● **Text**
_ _ _ _

Umar’s speeches, known for their spark and vigour and a certain calmness, were all over the place just ahead of the Delhi riots when the country was erupting with protests over the Union government’s new Citizenship Amendment Act (CAA). The Act, combined with the National Register of Citizens (NRC), was criticised as discriminative to Muslim immigrants, who, even after decades of having lived in India, may lose their citizenship and right to live in the country. 

An edited version of Umar’s 17-minute-long speech, made at Amravati in Maharashtra, was displayed in a tweet by Amit Malviya, the IT cell head of the ruling Bharatiya Janata Party. This was in turn telecast by news channels like Republic TV and News 18. Playing the truncated version, the channels accused Umar’s speech of calling for violence in Delhi during former US President Donald Trump’s visit in 2020. 

Umar’s lawyer Trideep Pais argued in court that the Delhi police based their case on the cut-out version of his speech, which was a far cry from the original that included messages of peace uttered by Mahatma Gandhi. “A message of unity based on Gandhiji was given that day and that was termed as an act of terror,” Pais said, playing the full speech at court.

Umar Khalid, making a speech
Umar Khalid, making a speech

That was three years ago. Several hashtags, calling for the release of Umar, after 100 days, 500, and 1000 days of incarceration, spread through the internet. Banojyotsna would share with Umar what came to him through post – cards and letters and offers of books to read in prison. “He must have read nearly 300 books in these four years. He reads a lot in prison,” she said.

_ _ _ _

● **Information shown**
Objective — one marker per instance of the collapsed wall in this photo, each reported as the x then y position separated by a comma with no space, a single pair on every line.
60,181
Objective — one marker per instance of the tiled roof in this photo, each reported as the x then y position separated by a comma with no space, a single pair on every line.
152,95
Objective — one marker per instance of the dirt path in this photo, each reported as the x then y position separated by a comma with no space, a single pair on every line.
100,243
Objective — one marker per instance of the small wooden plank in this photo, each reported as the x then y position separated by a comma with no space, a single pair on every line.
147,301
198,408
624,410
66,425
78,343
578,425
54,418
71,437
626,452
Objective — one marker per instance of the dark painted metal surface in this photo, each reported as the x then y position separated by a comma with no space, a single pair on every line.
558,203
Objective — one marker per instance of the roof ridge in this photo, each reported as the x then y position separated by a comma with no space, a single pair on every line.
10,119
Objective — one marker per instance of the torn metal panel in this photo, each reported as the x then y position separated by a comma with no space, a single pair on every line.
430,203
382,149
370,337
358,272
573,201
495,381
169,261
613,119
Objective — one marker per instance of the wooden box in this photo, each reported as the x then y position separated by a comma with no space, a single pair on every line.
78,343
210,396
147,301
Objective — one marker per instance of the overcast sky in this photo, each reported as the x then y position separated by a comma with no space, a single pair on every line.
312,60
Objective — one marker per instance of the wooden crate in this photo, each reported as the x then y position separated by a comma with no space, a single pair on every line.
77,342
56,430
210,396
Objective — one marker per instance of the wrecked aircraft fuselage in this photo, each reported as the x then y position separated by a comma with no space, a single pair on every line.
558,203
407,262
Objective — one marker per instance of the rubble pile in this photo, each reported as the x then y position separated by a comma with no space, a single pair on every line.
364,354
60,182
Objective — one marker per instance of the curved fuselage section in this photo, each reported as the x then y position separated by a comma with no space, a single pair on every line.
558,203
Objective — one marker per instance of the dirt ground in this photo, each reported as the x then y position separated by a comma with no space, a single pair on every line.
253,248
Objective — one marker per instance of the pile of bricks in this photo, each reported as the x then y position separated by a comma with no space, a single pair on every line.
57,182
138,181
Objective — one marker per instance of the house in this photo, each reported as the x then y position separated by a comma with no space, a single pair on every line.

_ _ _ _

● **Requirement A**
Rewrite the part of the text on Umar Khalid from "Umar’s speeches, known" up to and including "in the country.", changing "protests" to "demonstrations".
● **Requirement B**
Which people does the text on Umar Khalid name?

● **Written reply A**
Umar’s speeches, known for their spark and vigour and a certain calmness, were all over the place just ahead of the Delhi riots when the country was erupting with demonstrations over the Union government’s new Citizenship Amendment Act (CAA). The Act, combined with the National Register of Citizens (NRC), was criticised as discriminative to Muslim immigrants, who, even after decades of having lived in India, may lose their citizenship and right to live in the country.

● **Written reply B**
Umar Khalid, Amit Malviya, Donald Trump, Trideep Pais, Mahatma Gandhi, Banojyotsna